• Article:
::::::::
On the hunt for animals again, we soon came across another giraffe munching on some trees at his height.  I tried to get a video of this giraffe, but he walked around behind the tree, lowered his head, and promptly disappeared.

We interrupted his snack.

OK, time for a couple of bird photos.  The little guy below had just captured a large ant and was standing in the middle of the road with it.  The little bird was cute and colorful enough to warrant a photo, but with the bug in his mouth, it was even better.

I believe this is a Lilac Breasted Roller.

The even better part came when I managed to keep the camera on him when he took off.  I knew his wings were colorful, but did not realize just how colorful until I looked at the photo below later. 

Just look at those wings!

After flying around a bit, he landed in a nearby tree, allowing us to get another photo of the very colorful little bird.

We would see more Lilac Breasted Rollers in the next few days.

We have been seeing many Impala Antelopes, including very close to us, but so far had only seen Kudu Antelopes in the distance.  Thankfully, the one below was alongside the road and agreed to pose for a couple of photos.  The Kudus are larger and more sturdy looking than the relatively delicate Impala and can be easily identified by the vertical stripes on their flanks.

A very cooperative Kudu Antelope

It was now about mid-afternoon and apparently that is hippo feeding time.  While we had not seen any of them feeding in the grassy areas of the river in the morning, there were many of them munching on the grass now.  All those dark things in the photo below are hippos that have come out of the water to feed.

Grazing hippos and the Zambezi Queen

It was getting late and time to head back.  As we were driving along the road close to the park exit, we saw a large family of elephants off to one side looking like they wanted to cross the road where we were headed.  So, what do you do when some pedestrian elephants want to cross the road?  Well, you let them, because they always have the right-of-way!   Take a look at this video of them crossing and tell me if you would try to interrupt them.

Elephant family about to cross the road

After the family passed, we continued to the park exit and then back to the beach where the boats were waiting to take us back to the Zambezi Queen, but not before we paid the required visit to the Botswana immigration office for another passport stamp.  Of course, once in the boats, we had to make a stop on the other side of the river to allow the Namibia immigration officer to welcome us back to his country with another stamp.

After we were all back aboard and were relaxing, the Queen took another relaxed cruise down the river a ways and back again, passing an area with a mix of Cape Buffalo and elephants grazing off to one side.  For a better idea of how many animals there were, check this short video as we cruised by.  The elephants and Cape Buffalo seemed to mix together with no problems, but we never saw the hippos co-existing with any other animals.
::::::::
[Point annotation data]
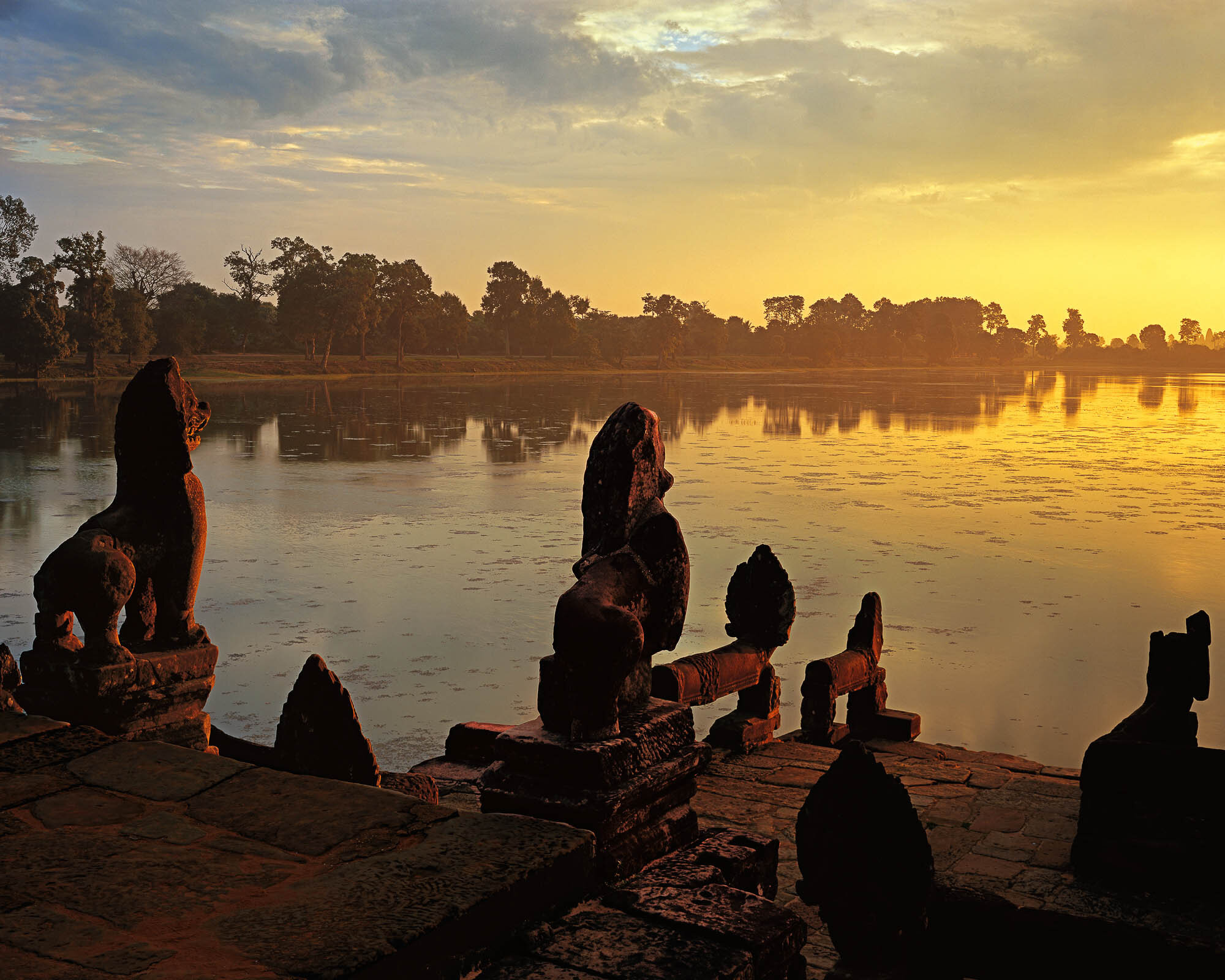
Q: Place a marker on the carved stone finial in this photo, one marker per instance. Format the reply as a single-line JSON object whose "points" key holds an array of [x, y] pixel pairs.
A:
{"points": [[868, 634], [761, 601]]}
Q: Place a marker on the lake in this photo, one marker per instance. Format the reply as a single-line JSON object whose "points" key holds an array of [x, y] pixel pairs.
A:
{"points": [[1026, 532]]}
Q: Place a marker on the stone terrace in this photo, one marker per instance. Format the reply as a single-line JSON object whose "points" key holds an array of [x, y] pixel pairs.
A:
{"points": [[997, 824], [145, 859]]}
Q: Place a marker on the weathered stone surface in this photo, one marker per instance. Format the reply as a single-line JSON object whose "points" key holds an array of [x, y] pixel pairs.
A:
{"points": [[629, 853], [473, 742], [25, 787], [738, 858], [164, 825], [616, 945], [51, 748], [47, 932], [641, 798], [650, 736], [319, 732], [633, 590], [127, 881], [412, 785], [470, 883], [306, 814], [865, 859], [743, 731], [151, 695], [771, 935], [14, 727], [530, 968], [84, 807], [154, 770], [148, 548]]}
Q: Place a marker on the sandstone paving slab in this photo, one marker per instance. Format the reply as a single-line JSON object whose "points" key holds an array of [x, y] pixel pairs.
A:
{"points": [[15, 726], [51, 748], [307, 814], [612, 944], [467, 883], [155, 771], [85, 807], [24, 965], [165, 825], [530, 968], [763, 928]]}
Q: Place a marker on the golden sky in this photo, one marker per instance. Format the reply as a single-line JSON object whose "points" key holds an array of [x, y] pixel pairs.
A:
{"points": [[1046, 154]]}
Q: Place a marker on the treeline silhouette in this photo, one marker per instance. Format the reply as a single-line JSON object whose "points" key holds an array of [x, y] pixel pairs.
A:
{"points": [[306, 298]]}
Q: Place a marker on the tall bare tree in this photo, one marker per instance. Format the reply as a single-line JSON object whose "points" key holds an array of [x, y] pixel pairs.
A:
{"points": [[248, 271], [151, 273]]}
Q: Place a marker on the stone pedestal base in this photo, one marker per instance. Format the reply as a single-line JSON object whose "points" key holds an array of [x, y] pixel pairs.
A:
{"points": [[742, 731], [157, 696], [633, 792]]}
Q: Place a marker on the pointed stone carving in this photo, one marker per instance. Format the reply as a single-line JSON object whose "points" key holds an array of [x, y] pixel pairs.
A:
{"points": [[633, 587], [319, 733]]}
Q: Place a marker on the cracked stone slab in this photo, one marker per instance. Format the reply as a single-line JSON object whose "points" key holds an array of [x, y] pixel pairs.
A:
{"points": [[50, 933], [155, 771], [162, 825], [14, 726], [306, 814], [85, 807], [21, 788], [51, 748]]}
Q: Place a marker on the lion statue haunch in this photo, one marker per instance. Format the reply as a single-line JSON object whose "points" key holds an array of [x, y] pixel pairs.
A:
{"points": [[633, 587], [146, 549]]}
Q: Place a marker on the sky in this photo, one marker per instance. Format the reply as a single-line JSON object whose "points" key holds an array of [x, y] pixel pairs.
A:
{"points": [[1044, 155]]}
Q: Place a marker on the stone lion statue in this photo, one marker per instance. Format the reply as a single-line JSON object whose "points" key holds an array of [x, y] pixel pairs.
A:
{"points": [[145, 552], [633, 590]]}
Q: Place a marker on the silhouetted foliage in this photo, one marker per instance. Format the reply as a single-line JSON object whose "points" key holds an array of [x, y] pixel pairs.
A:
{"points": [[18, 231]]}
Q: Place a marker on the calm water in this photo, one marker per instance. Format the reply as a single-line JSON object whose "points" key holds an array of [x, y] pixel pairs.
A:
{"points": [[1026, 532]]}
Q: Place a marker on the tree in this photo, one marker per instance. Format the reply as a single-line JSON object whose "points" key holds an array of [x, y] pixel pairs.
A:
{"points": [[135, 324], [665, 325], [994, 318], [35, 336], [557, 324], [92, 295], [301, 281], [507, 300], [707, 334], [182, 319], [406, 295], [785, 318], [1037, 331], [150, 273], [447, 324], [1153, 337], [248, 271], [18, 231]]}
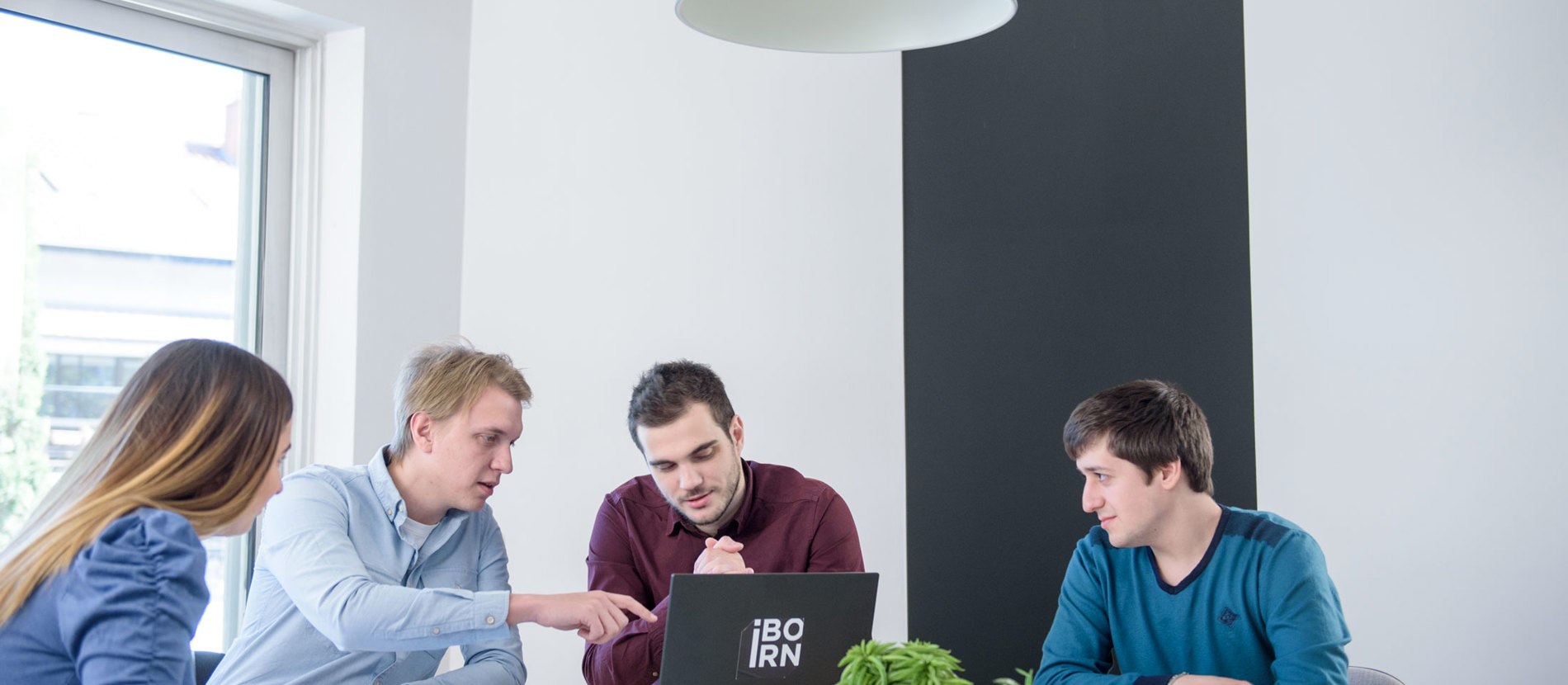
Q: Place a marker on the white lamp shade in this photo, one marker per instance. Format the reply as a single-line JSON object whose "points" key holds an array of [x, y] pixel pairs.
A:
{"points": [[846, 26]]}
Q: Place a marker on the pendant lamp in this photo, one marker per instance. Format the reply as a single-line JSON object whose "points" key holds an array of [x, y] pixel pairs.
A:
{"points": [[846, 26]]}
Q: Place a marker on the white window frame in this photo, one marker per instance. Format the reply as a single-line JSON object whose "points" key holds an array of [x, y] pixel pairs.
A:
{"points": [[287, 296]]}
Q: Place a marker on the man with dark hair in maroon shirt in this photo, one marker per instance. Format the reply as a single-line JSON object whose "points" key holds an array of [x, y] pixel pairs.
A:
{"points": [[701, 510]]}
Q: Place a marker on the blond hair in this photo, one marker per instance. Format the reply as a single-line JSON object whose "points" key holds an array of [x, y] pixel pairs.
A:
{"points": [[193, 432], [444, 380]]}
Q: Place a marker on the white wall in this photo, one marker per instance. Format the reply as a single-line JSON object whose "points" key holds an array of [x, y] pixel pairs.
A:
{"points": [[1409, 165], [640, 191]]}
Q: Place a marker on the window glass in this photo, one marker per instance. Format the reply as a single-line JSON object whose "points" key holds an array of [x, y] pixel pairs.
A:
{"points": [[130, 207]]}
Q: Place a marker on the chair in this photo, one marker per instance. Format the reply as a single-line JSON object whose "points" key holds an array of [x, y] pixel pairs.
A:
{"points": [[1371, 676], [205, 664]]}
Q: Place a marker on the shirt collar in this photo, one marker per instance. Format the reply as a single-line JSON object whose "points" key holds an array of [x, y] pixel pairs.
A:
{"points": [[386, 491], [749, 498]]}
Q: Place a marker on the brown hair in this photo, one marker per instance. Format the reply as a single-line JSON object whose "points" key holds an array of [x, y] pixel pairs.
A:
{"points": [[444, 380], [665, 390], [1150, 423], [193, 432]]}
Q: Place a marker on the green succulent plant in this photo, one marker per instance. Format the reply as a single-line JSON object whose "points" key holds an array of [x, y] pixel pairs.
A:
{"points": [[1029, 678], [909, 664], [866, 664]]}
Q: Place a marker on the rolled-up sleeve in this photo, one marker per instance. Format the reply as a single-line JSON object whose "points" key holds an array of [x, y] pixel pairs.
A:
{"points": [[306, 546], [134, 599], [631, 657]]}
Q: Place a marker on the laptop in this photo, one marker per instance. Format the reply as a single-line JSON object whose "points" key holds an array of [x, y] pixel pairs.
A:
{"points": [[764, 627]]}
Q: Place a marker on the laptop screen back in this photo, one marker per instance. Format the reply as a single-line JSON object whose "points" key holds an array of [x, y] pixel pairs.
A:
{"points": [[764, 627]]}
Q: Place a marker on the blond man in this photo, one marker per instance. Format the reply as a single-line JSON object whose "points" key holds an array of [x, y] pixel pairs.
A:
{"points": [[369, 574]]}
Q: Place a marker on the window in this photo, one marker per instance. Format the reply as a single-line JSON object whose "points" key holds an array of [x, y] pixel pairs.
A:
{"points": [[144, 195]]}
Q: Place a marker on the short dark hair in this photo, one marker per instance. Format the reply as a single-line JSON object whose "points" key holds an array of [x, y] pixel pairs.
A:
{"points": [[665, 390], [1150, 423]]}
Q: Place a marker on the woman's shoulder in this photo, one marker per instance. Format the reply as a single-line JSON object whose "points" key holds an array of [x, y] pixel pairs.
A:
{"points": [[146, 545]]}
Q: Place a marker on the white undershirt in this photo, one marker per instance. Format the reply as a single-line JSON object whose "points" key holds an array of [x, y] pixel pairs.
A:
{"points": [[414, 531]]}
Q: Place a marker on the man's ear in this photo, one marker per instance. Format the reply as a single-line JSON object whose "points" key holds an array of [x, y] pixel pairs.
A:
{"points": [[737, 433], [1170, 474], [423, 428]]}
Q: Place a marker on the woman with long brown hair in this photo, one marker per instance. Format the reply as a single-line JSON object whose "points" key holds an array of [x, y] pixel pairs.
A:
{"points": [[106, 582]]}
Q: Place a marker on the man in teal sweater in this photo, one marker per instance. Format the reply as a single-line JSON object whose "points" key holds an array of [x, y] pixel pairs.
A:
{"points": [[1186, 591]]}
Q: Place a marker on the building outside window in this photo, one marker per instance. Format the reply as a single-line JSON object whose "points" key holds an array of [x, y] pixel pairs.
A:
{"points": [[132, 188]]}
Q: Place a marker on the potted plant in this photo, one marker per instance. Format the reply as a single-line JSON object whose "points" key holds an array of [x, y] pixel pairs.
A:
{"points": [[909, 664], [1029, 678]]}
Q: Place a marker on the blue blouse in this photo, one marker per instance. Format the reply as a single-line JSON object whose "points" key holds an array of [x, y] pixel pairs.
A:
{"points": [[125, 610]]}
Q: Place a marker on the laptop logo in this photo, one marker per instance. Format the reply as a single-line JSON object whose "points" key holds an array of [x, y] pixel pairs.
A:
{"points": [[770, 648]]}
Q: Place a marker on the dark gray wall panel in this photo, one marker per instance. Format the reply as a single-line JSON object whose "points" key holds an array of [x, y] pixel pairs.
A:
{"points": [[1074, 218]]}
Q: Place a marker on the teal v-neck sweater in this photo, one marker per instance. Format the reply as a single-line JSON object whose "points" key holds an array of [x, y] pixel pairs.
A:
{"points": [[1259, 607]]}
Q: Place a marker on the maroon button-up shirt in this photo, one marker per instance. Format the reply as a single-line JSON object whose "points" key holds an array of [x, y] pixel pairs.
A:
{"points": [[786, 521]]}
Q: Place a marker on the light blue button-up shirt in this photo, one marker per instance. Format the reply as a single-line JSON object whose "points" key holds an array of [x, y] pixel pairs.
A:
{"points": [[339, 596]]}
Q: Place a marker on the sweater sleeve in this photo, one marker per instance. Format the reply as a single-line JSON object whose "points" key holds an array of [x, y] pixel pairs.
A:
{"points": [[836, 547], [1078, 646], [134, 599], [635, 654], [1303, 621]]}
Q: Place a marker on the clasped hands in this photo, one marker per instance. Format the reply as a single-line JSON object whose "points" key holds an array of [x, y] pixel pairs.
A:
{"points": [[720, 557]]}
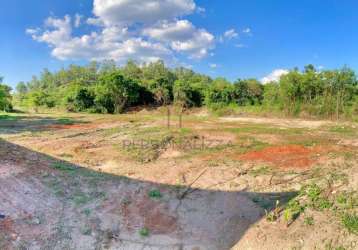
::::::::
• The exercise: Retype the passage from the safari text, starting at "We interrupted his" and ending at "colorful little bird.".

• Result for this exercise:
We interrupted his snack.

OK, time for a couple of bird photos.  The little guy below had just captured a large ant and was standing in the middle of the road with it.  The little bird was cute and colorful enough to warrant a photo, but with the bug in his mouth, it was even better.

I believe this is a Lilac Breasted Roller.

The even better part came when I managed to keep the camera on him when he took off.  I knew his wings were colorful, but did not realize just how colorful until I looked at the photo below later. 

Just look at those wings!

After flying around a bit, he landed in a nearby tree, allowing us to get another photo of the very colorful little bird.